Yet there is much more to Asian thought than the fraternal quarrel between Mahāyāna and Advaita. Chapter 7 broadened the scope of the discussion by approaching the issue of phenomenology/description in a very different way: suggesting an analogy, the Mind-space experience, which provides the opportunity for a wide variety of ontological responses. We were able to correlate these responses with the ontological positions of the main Indian systems and, just as interesting, these correlations were revealed to encompass all the main possible ontological alternatives. This raises the question whether the Mind-space analogy might in some sense be more than an analogy, but the main point is that it supports our general claim distinguishing the phenomenology of an experience from the variety of descriptions which may be applied to it after the fact. Again, the differences between descriptions seem less important than their agreement — in this case, about the phenomenology of the nondual experience, as opposed to our usual experience of the world as a collection of discrete, self-sufficient entities causally interacting in space/time.
Finally, chapter 8 has tested our “core model” of nondual experience by seeing what light it sheds on the Bhagavad-gītā, that very popular but philosophically problematic Vedāntic text. We looked at the two main issues it raises: the relations among the various margas (spiritual paths) and the relationship between personal (God) and impersonal (e.g., nirvana and Nirguṇa Brahman) Absolutes. The three main margas advocated in the Gītā correlated very nicely with working on three different aspects of experience, intellect, emotion and action; the path in each case involves “transforming” these from a dualistic to a nondualistic mode. The second section dealt with a controversy that continues to be important within the Western religious tradition. Many modern theists (e.g., R. C. Zaehner, Jacques Maritain, Etienne Gilson, Joseph Marechal) have argued that the nondual experience of undifferentiated union is distinct from and inferior to the dualistic awareness of a loving God. Others, such as Aldous Huxley, Evelyn Underhill, Ninian Smart, John Hick, and Frits Staal, believe that mystical experiences are basically the same, and in their complete and highest form nondual. The proponents of this view acknowledge the difference in mystical claims, particularly between theist and nondualist, but explain these differences by distinguishing between the immediate experience and its interpretations — variously termed “doctrinal structures” (Deikman), “credal ramifications” (Ninian Smart), “superstructures” (Staal) and so on. Needless to say, this study falls into the latter camp. In particular, the conclusion of chapter 8 suggests that the theistic mystical experience might be understood as an “incomplete” nondual one. In it, there is the awareness of consciousness pervading everywhere, but insofar as the experience is an awareness of . . ., it is still tainted with some delusion; whereas complete union — as in Advaita’s Nirguṇa and Eckhart’s godhead — is to become that ground which is literally nothing in itself, but from which all issues forth. So this chapter, too, concerns issues wider than just the Bhagavad-gītā. It shows how our model of nondual experience may be used to explain much about the nature of the spiritual path. And I hope that the discussion of theism may contribute to the burgeoning dialogue between religions, a conversation whose importance can hardly be overemphasized.

━━━━━━━━━━

◆ LIST OF TASKS:
#1 List every thinker named in the passage on nondual experience as believing that mystical experiences are basically the same.
#2 Write the next part of the passage on nondual experience, picking up right after its final sentence.
The records that come after this passage aren't needed for any of the tasks.

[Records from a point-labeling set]
━━━━━━━━━━

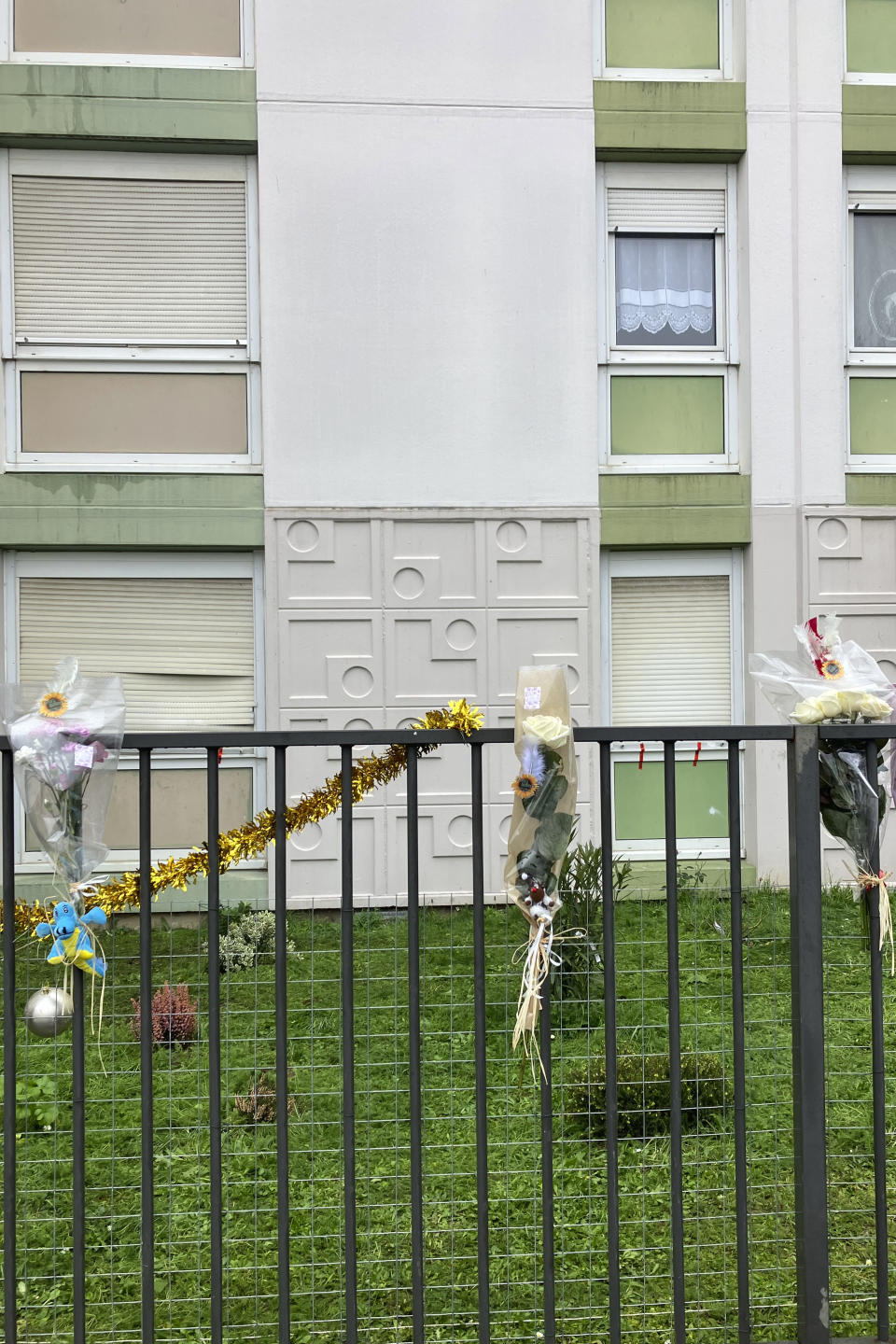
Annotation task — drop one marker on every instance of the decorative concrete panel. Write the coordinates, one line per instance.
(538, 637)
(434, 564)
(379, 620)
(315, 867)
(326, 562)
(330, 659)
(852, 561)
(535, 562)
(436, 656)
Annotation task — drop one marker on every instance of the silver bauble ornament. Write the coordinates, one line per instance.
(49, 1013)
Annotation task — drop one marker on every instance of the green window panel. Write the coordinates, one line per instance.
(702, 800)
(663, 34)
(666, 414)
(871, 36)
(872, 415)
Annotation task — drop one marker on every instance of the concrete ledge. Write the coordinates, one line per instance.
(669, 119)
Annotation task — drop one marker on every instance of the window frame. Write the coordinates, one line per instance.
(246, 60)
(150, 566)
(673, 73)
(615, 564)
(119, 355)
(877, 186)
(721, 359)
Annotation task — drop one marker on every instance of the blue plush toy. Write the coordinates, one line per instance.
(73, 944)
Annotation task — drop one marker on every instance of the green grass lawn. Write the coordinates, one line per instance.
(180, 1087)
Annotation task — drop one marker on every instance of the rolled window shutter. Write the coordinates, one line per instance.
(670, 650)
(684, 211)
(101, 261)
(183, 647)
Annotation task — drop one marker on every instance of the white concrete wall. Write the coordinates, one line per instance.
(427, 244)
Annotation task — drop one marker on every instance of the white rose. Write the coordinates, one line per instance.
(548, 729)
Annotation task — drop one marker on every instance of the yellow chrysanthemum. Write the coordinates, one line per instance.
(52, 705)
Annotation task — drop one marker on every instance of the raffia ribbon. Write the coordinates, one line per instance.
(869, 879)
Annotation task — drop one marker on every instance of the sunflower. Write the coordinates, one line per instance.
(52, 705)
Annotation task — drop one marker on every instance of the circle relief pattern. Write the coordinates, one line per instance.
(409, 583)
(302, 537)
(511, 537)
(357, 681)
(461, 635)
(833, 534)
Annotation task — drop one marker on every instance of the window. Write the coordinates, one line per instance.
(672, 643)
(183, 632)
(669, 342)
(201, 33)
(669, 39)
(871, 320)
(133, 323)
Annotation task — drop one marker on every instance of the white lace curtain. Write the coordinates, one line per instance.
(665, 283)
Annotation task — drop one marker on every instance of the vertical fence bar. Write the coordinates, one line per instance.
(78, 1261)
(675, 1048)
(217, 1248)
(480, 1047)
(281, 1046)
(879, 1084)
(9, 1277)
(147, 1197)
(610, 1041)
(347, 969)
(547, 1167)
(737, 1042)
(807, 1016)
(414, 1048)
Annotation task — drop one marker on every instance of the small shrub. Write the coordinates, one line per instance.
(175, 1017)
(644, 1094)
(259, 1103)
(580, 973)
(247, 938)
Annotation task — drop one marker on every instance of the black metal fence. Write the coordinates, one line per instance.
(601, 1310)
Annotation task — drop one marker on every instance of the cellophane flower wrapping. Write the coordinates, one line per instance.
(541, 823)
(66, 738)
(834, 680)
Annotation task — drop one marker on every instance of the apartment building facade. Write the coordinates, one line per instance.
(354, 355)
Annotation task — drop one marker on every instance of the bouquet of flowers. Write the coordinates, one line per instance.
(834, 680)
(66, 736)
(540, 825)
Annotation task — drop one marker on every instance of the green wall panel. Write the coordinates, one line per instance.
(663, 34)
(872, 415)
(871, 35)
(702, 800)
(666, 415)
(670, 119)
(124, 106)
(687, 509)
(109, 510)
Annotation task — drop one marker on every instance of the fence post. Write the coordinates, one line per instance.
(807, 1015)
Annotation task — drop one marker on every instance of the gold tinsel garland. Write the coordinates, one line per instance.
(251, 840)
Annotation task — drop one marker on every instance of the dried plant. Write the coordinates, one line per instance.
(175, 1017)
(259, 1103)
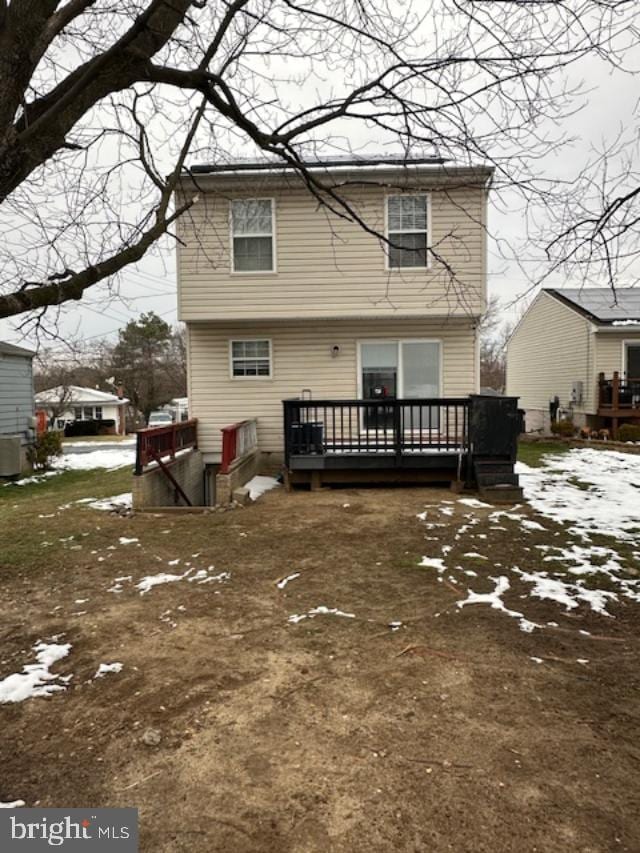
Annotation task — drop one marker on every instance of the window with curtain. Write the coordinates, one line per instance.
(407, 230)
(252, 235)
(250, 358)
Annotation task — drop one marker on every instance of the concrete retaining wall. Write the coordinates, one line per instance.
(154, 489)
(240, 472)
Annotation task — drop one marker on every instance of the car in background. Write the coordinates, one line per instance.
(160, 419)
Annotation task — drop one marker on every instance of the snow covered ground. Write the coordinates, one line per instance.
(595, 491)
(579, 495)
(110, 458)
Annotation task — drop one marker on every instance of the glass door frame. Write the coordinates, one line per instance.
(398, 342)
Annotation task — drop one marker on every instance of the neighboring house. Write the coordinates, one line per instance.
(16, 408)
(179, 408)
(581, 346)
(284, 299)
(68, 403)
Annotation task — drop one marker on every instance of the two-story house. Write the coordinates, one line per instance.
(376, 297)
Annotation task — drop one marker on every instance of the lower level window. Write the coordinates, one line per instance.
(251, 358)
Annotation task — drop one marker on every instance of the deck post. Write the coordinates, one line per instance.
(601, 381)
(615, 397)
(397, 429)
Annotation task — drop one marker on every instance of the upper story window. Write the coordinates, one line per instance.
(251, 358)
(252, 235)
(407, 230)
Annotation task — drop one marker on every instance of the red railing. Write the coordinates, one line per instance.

━━━━━━━━━━

◆ SET OF ANSWERS:
#1 Aldous Huxley, Evelyn Underhill, Ninian Smart, John Hick, Frits Staal

#2
To complete this study, we shall briefly consider the implications of nonduality, and our model of it, for three other areas of our experience. These are the three fields of value-theory: ethics, aesthetics, and social theory. A recurring difficulty in each is what is sometimes called the Is-Ought Problem, the problem of how to derive any value claim from a factual one. We have already noticed that the value–fact distinction is another corollary of the bifurcation between mind and matter, between subject as source of value and object as brute fact, and that opens the door for new approaches to some resistant problems — or, more precisely, for a new understanding of some old approaches.
Ethics. The problem of morality has become less abstract now that we are experiencing the nihilism that Nietzsche predicted a century ago. “God is dead; now all is permitted.” If God and all other transcendental principles of unity evaporate, what remains to bind our dualized selves together? There is a similarity between this and our discussion of causality. Just as our concepts of self-existing entities and their causal relations are relative to each other, so our concepts of God as the source of moral law and of ourselves as amoral (if not immoral: “original sin”) agents feed on each other. If God is the only source of good, this results in the religious struggle to impose a moral code upon ourselves and others, necessary to control our sinful nature. The problem is conceiving of God (and, derivatively, morality) as an external (hence dualistic) relating-principle, a sort of transcendental glue sustaining the moral connections between us. Nāgārjuna deconstructed self-existing things by emphasizing their causal relativity, but our social problem, in the West at least, is becoming the opposite: society is dissolving into a collection of autonomous individuals each “looking out for number one.”
The nondual experience undercuts this atomism by denying the ontological reality of the ego. “He who sees all beings as the very Self and the Self in all beings in consequence thereof abhors none” (Īśā Upaniṣad, v. 6). But this is not strong enough; Vidyaranya puts it better: “The knowledge of the Self leads to the identification of oneself with others as clearly as one identifies oneself with one’s body.”393 This realization cuts through the tendency to treat others primarily as competitors or objects to be manipulated and shows that the Bodhisattva doctrine has a metaphysical basis: if one is the whole world, one cannot be fully enlightened unless all others are as well.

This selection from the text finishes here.